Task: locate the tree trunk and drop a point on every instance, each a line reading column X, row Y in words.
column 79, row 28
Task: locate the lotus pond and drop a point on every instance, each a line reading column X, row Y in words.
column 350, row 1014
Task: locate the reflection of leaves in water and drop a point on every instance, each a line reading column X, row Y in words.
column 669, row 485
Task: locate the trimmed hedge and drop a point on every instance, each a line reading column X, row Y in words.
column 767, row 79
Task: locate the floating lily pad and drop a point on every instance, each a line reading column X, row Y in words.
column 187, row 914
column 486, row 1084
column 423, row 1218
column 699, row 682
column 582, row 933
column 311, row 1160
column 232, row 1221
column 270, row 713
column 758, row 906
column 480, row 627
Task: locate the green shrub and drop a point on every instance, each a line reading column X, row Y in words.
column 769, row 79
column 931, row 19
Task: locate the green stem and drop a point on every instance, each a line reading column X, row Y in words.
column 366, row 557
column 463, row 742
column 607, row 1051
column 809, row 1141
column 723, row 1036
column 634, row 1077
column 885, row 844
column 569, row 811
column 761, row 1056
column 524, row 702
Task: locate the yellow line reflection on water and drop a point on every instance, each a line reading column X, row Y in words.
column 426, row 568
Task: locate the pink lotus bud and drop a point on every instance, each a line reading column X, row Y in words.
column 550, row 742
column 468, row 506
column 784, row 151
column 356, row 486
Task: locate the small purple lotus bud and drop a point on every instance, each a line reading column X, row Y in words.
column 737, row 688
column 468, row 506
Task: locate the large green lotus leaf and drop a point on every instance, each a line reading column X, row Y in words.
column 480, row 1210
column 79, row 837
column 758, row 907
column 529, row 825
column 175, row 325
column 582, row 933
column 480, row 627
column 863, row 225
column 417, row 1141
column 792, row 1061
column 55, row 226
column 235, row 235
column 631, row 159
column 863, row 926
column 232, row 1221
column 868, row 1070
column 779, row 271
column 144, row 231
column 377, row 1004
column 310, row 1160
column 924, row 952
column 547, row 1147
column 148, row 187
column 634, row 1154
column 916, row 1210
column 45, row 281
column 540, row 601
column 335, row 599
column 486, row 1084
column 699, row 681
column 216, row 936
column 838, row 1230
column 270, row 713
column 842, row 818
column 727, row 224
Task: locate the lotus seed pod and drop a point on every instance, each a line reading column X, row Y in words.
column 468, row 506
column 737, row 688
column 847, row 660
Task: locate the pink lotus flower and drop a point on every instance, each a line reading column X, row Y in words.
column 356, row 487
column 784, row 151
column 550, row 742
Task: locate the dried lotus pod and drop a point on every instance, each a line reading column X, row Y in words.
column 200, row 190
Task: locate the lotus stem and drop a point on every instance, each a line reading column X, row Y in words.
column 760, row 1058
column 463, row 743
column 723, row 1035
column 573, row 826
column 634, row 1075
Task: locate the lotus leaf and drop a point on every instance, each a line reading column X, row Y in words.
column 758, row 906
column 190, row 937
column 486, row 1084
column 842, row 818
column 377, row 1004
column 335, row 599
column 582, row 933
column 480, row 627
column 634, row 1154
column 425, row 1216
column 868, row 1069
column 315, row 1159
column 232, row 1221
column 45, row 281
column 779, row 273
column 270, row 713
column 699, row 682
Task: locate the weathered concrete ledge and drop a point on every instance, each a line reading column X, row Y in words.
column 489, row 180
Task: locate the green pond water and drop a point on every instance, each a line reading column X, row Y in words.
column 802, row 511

____

■ **Do this**
Reproduce without alteration the material from the line containing "Task: locate the green pond" through the final line of the material, with both ends included.

■ **Reply**
Task: locate the green pond water and drop a point on every instance, each a line reading column X, row Y in words.
column 802, row 511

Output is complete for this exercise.